### Goal a
In the records below, rewrite the lines from the one with "Reviewer note: verify that every instance of the shaggy" up to and including the one with "[[520, 644]]", keeping the requests as they are and adding 55 to every coordinate in the answers.

### Extract provided
________________________
Successful Endeavours specialise in Electronics Design and Embedded Software Development, focusing on products that are intended to be Made In Australia. Ray Keefe has developed market leading electronics products in Australia for more than 30 years. This post is Copyright © 2017 Successful Endeavours Pty Ltd.

Top Programming Languages

Each of the past 3 years IEEE Spectrum have conducted a survey of the Top Programming Languages. This year they have done it again and the results are in. The overall winner is Python with C taking out the Embedded Software category.

Here is the overall list covering all development platforms considered.

Top Programming Languages 2017

Top Programming Languages 2017

So Python is the winner and for the first time. It’s continued rise in usage is a testimony to the usefulness of the language and the ecosystem that sits around it. But the top 4, Python, C, Java and C++ are a long way ahead of the rest overall.

Top Embedded Programming Languages

And for Embedded Software development we have.
________________________
### Recorded information

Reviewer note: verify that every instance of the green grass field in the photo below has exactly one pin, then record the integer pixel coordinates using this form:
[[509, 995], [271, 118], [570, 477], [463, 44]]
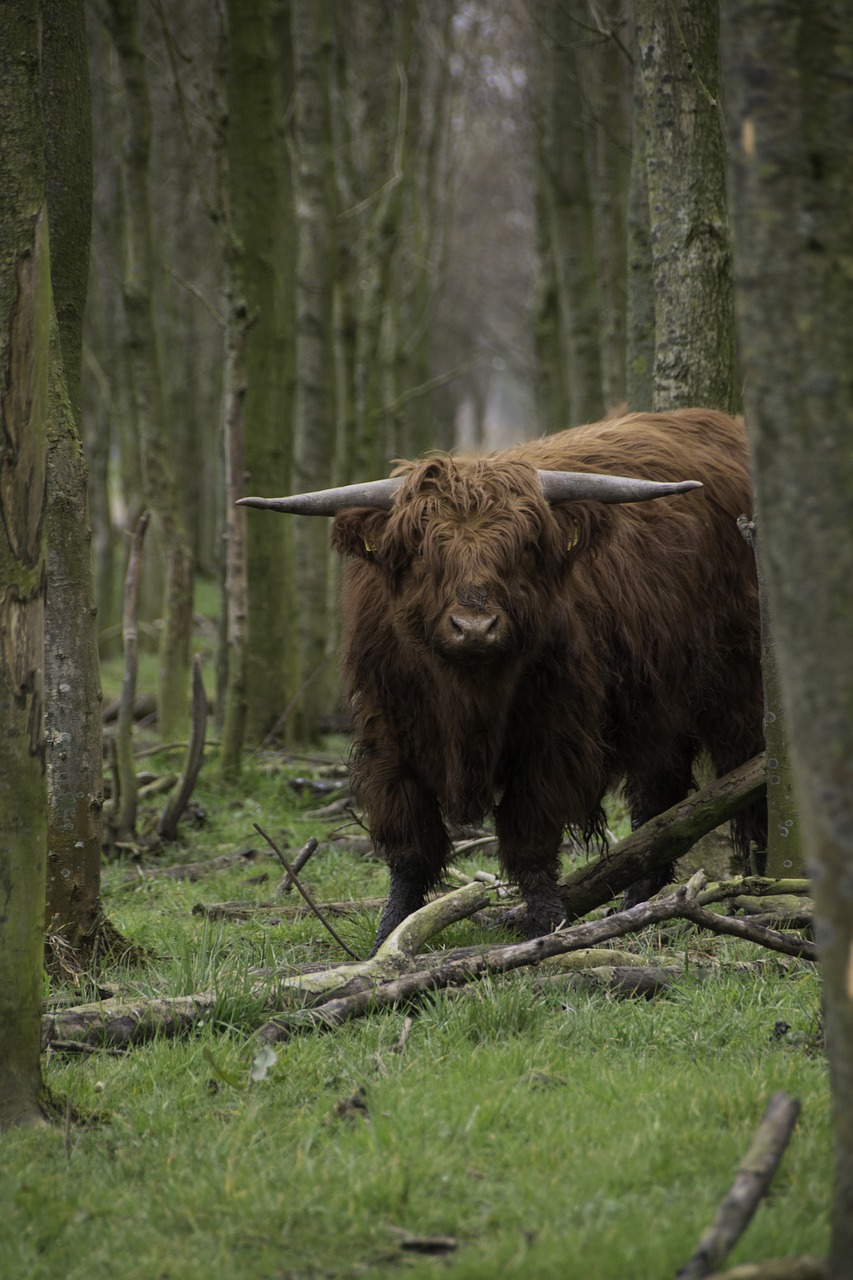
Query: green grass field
[[515, 1133]]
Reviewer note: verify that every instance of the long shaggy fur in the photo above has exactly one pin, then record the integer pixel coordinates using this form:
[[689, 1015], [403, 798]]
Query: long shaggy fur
[[629, 643]]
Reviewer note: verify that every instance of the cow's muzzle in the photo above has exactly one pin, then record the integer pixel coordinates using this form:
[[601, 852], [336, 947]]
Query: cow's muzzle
[[473, 635]]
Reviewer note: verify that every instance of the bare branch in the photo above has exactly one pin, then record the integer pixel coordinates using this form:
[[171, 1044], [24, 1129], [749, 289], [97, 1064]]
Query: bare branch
[[753, 1178]]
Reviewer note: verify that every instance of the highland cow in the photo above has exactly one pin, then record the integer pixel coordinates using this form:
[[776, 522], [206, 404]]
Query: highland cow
[[525, 631]]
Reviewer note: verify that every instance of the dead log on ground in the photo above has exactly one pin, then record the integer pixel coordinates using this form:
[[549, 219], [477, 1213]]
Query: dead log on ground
[[351, 995], [804, 1267], [392, 976], [753, 1178], [274, 912], [662, 840]]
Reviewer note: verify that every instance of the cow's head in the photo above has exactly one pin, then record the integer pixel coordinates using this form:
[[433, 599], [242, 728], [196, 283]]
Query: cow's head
[[469, 549]]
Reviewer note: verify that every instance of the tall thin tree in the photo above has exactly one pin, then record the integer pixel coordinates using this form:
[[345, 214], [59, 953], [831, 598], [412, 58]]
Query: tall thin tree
[[72, 675], [154, 429], [790, 97], [24, 352]]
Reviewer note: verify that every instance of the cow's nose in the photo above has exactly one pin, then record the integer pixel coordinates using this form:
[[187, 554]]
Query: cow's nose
[[475, 631]]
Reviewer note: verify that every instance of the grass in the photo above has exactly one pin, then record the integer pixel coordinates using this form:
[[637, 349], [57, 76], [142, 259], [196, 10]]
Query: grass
[[547, 1133]]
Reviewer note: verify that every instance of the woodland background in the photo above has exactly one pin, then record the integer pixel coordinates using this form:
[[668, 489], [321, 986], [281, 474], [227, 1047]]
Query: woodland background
[[268, 246]]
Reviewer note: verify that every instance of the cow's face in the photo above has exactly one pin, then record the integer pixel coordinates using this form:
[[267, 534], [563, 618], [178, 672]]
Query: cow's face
[[469, 554]]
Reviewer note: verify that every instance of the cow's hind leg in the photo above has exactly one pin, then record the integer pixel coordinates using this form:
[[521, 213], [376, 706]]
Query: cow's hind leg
[[647, 796], [530, 858], [411, 836]]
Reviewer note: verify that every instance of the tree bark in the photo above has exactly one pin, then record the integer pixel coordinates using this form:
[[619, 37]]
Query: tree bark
[[72, 676], [639, 357], [260, 222], [790, 103], [606, 76], [154, 429], [784, 853], [314, 397], [694, 360], [569, 204], [24, 346]]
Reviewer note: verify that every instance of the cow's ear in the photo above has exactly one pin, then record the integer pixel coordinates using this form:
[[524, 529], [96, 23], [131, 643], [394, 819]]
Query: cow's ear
[[576, 522], [357, 530]]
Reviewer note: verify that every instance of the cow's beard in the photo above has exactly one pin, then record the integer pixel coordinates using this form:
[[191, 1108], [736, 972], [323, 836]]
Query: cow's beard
[[473, 718]]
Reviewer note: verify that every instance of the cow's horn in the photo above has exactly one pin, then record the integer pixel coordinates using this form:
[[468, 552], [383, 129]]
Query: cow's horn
[[575, 485], [328, 502]]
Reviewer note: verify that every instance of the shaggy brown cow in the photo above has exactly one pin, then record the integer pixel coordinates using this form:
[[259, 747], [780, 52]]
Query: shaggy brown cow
[[520, 644]]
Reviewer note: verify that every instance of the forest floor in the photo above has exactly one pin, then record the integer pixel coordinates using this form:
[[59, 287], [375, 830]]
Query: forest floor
[[520, 1129]]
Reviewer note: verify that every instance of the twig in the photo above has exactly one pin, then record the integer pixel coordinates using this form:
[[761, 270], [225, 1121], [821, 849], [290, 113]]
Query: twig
[[753, 1178], [804, 1267], [191, 871], [288, 878], [241, 910], [305, 892]]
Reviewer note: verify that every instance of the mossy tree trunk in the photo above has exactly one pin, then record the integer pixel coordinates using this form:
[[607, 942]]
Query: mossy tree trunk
[[790, 104], [694, 359], [690, 246], [639, 305], [155, 430], [24, 353], [314, 412], [72, 676], [568, 200], [260, 266], [606, 76]]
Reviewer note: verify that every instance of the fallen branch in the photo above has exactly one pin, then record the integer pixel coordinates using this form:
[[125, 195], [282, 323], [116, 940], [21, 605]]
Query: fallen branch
[[288, 878], [347, 1000], [393, 977], [192, 871], [662, 840], [804, 1267], [121, 1023], [274, 912], [753, 1178], [291, 871]]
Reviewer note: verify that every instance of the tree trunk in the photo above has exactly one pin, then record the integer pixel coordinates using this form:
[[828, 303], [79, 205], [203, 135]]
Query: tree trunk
[[259, 201], [639, 356], [72, 677], [792, 173], [314, 402], [154, 430], [606, 77], [694, 360], [24, 344], [569, 201]]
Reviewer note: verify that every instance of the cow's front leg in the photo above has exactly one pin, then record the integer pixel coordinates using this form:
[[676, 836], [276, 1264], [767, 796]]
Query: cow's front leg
[[407, 830], [529, 851]]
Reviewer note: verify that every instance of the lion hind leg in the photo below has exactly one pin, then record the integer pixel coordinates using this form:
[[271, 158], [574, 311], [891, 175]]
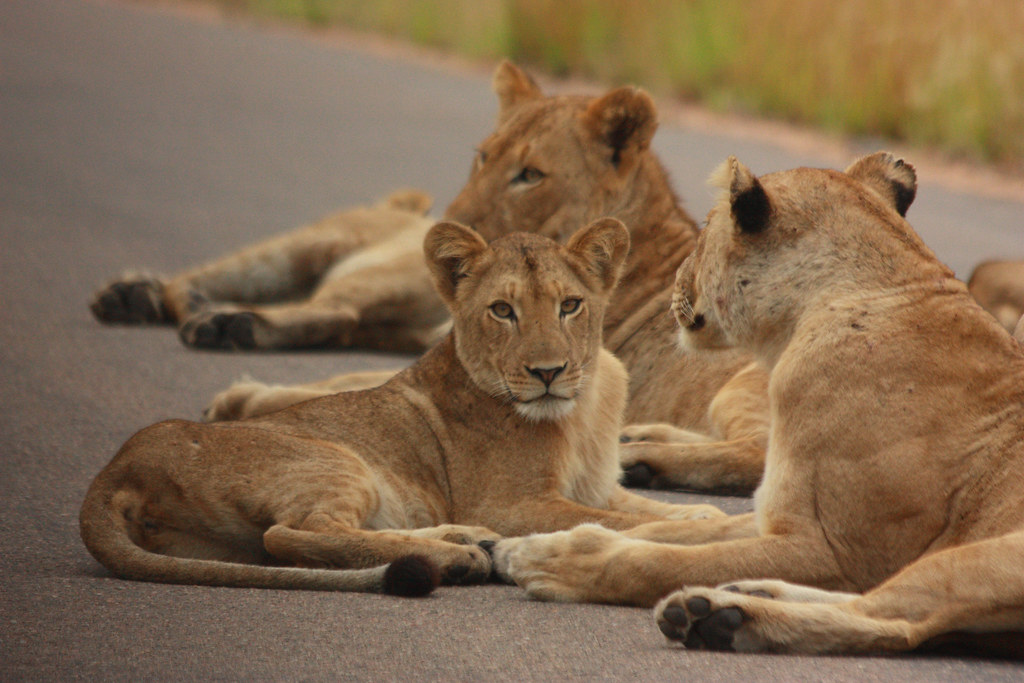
________________________
### Goal b
Continue the post about the top programming languages from where it stops.

### Written response a
Reviewer note: verify that every instance of the shaggy brown cow in the photo above has exactly one pin, then record the integer pixel coordinates using this form:
[[259, 747], [780, 52]]
Query: shaggy brown cow
[[575, 699]]

### Written response b
Top Embedded Programming Languages 2017

Top Embedded Programming Languages 2017

There has been some discussion around whether Arduino is a Language since it is a platform with a development tool set built around C and some libraries. But this is a compilation of responses from software development practitioners and so they obviously think it is.

The surprise for me is Haskell. Functional Programming is still in its infancy and there is a lot we don’t fully get about it so I was surprised to see it ranking so highly. What would be really useful is to also get an understanding of what types of problems/solutions/applications the programming was being applied to rather than just the language the solution was implemented in.

Of interest is the correlation with the languages we use here at Successful Endeavours. Here is our short list:

  • C
  • C++
  • Python
  • PHP
  • Perl
  • VHDL
  • Assembly
  • HTML
  • Arduino

The previous results can be found in

Successful Endeavours specialise in Electronics Design and Embedded Software Development, focusing on products that are intended to be Made In AustraliaRay Keefe has developed market leading electronics products in Australia for more than 30 years. This post is Copyright © 2017 Successful Endeavours Pty Ltd.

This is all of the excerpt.